**Data to use:**
───

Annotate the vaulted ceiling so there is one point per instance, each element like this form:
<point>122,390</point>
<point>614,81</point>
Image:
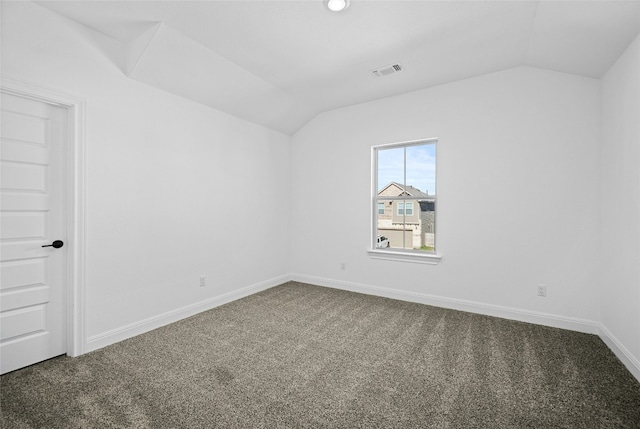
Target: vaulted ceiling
<point>280,63</point>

───

**Exercise task:**
Can you rewrite the rows above, substituting "arched ceiling" for each "vaulted ceiling" and keeping everything else the same, but without the pictures?

**Task response:**
Annotate the arched ceiling so there is one point per instance, each element like this form:
<point>122,390</point>
<point>614,81</point>
Image:
Target: arched ceiling
<point>280,63</point>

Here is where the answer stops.